Report how many lines of the material below contain the string "long", with case counting. Give only the number.

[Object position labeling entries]

#####

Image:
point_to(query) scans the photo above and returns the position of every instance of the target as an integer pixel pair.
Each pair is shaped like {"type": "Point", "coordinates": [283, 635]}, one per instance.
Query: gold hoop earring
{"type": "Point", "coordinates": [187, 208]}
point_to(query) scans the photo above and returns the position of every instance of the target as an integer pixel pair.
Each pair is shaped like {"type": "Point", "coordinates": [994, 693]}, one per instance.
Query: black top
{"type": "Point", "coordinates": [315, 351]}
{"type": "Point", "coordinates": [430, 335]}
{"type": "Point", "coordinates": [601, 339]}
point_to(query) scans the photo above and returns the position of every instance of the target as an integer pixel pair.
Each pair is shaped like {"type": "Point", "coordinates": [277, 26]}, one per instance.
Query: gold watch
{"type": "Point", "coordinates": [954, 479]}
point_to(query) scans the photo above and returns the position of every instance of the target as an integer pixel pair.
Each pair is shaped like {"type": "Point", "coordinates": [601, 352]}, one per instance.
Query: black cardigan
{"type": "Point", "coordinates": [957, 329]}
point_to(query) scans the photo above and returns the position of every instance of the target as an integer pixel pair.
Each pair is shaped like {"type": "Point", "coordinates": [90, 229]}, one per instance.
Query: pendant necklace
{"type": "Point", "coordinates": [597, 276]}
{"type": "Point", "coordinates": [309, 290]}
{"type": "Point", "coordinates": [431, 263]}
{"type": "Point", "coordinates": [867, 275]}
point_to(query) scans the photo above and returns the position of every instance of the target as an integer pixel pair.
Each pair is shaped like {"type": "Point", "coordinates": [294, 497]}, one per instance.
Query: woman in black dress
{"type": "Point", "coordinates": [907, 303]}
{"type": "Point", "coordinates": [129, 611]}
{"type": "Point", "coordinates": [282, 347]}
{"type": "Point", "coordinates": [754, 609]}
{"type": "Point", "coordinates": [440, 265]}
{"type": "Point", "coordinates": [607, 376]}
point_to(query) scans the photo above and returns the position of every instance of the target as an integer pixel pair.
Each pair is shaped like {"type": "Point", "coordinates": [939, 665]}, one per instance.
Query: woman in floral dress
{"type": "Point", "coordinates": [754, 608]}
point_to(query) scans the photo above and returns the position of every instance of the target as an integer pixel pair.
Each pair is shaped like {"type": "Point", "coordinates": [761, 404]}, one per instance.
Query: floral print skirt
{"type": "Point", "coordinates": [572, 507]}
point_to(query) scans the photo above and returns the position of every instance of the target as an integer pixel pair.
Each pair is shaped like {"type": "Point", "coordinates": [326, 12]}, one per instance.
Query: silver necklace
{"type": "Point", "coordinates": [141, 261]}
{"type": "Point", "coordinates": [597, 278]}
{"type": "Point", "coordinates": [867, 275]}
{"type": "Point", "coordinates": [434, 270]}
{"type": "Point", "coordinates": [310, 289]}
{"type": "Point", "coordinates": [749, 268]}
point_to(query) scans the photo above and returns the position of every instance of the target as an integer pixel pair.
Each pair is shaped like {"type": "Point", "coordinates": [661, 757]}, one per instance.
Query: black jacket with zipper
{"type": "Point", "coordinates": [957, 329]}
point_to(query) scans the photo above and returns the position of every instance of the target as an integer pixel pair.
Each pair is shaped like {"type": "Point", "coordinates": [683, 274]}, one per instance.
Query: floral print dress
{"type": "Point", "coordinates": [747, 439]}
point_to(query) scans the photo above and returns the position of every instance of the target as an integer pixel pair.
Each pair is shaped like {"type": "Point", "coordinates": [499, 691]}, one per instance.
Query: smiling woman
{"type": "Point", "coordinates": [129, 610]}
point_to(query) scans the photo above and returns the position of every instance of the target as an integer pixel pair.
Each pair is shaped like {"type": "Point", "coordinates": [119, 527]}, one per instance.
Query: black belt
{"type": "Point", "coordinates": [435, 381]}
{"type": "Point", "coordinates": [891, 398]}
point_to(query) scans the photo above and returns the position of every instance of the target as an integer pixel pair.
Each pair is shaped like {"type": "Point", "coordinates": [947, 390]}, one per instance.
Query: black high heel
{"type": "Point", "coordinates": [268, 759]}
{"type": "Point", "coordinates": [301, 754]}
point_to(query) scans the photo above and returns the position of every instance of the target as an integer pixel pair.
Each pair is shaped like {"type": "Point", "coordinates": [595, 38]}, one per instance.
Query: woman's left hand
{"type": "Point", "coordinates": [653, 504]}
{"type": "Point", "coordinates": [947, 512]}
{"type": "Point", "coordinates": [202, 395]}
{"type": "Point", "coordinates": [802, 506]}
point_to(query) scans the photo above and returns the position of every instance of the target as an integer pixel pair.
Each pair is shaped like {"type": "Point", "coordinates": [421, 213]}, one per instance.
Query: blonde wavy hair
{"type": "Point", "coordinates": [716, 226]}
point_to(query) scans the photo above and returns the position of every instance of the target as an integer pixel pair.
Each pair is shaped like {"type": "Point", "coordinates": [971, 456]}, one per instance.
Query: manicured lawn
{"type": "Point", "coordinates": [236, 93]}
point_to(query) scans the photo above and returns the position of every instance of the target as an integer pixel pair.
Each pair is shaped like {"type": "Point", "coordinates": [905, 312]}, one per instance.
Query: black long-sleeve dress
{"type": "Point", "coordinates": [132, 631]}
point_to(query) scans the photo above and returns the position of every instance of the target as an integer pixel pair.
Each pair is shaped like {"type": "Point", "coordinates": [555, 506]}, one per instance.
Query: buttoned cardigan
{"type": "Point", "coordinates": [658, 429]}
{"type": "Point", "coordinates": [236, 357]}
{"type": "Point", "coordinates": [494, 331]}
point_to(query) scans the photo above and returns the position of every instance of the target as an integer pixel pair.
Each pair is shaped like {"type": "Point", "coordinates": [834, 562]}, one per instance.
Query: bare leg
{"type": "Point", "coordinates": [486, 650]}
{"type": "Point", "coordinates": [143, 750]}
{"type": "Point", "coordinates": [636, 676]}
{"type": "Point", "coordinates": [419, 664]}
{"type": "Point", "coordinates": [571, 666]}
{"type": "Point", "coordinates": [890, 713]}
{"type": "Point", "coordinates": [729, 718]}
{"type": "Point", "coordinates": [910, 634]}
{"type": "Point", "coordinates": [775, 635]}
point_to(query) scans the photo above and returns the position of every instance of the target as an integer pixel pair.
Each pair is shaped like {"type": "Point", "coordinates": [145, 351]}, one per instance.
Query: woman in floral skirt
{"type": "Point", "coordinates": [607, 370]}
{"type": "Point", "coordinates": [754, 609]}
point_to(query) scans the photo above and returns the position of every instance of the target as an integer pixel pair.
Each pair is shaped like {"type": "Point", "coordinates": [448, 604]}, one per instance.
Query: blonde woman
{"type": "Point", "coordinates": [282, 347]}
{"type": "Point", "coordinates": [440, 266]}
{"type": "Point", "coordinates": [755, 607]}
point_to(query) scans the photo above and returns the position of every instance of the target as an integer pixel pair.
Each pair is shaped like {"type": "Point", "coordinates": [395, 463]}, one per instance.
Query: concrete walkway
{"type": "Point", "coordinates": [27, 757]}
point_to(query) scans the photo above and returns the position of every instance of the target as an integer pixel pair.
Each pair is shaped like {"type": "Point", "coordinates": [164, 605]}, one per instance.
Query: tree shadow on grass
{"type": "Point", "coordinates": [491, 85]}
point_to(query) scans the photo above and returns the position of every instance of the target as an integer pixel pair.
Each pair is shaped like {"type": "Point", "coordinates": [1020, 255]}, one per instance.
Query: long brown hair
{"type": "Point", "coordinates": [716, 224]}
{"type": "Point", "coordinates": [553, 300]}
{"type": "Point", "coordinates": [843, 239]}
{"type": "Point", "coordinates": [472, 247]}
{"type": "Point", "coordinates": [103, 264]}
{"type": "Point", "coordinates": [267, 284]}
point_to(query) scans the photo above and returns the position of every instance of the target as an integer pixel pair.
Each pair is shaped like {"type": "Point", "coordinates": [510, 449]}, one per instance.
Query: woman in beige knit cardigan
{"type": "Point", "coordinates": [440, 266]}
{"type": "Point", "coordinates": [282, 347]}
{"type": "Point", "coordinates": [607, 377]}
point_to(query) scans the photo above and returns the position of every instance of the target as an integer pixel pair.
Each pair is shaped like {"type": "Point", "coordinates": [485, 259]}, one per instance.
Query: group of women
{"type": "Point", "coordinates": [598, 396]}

#####

### Final result
2